Instrucción –
Localiza en el listado de abajo cada línea donde aparezca la palabra "rear" y cópiala tal cual.

Datos guardados –
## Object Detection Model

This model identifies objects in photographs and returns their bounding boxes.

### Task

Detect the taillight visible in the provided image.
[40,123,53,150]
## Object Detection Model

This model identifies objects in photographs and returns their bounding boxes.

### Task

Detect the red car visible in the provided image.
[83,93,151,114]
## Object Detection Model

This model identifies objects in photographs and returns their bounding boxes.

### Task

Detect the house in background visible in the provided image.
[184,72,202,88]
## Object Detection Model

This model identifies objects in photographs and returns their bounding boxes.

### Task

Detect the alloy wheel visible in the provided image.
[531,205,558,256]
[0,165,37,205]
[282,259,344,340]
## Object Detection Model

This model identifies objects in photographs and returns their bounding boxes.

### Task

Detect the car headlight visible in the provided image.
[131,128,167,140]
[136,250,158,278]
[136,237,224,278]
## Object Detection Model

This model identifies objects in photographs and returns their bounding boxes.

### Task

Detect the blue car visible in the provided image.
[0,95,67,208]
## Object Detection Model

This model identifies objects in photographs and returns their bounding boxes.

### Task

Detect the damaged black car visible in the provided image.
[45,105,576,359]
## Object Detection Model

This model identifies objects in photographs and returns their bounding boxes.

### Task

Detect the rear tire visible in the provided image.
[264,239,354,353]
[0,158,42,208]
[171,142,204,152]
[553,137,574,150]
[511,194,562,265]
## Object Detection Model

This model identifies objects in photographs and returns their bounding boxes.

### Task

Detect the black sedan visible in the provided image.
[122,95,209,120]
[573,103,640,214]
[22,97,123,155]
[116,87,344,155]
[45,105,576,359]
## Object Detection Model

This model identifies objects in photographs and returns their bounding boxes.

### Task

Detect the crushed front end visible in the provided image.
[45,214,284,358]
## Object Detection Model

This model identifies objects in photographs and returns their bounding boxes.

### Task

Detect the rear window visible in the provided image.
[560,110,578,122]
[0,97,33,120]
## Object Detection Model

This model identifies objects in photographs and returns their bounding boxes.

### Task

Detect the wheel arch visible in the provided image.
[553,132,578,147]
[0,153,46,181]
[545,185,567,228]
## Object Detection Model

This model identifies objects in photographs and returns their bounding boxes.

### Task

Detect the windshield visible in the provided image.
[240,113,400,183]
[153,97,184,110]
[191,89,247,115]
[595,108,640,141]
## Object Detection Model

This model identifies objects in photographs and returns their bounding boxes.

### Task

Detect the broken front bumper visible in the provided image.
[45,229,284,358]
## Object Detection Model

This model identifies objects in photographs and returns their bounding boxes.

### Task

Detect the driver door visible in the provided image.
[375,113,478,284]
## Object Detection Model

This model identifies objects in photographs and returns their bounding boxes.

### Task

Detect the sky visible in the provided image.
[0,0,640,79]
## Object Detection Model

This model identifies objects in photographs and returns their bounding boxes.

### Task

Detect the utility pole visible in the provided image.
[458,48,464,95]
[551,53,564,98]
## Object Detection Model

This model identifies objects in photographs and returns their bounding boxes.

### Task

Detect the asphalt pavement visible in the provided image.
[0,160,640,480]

Solución completa –
Detect the rear tire visible in the provided image.
Detect the rear window visible in the provided image.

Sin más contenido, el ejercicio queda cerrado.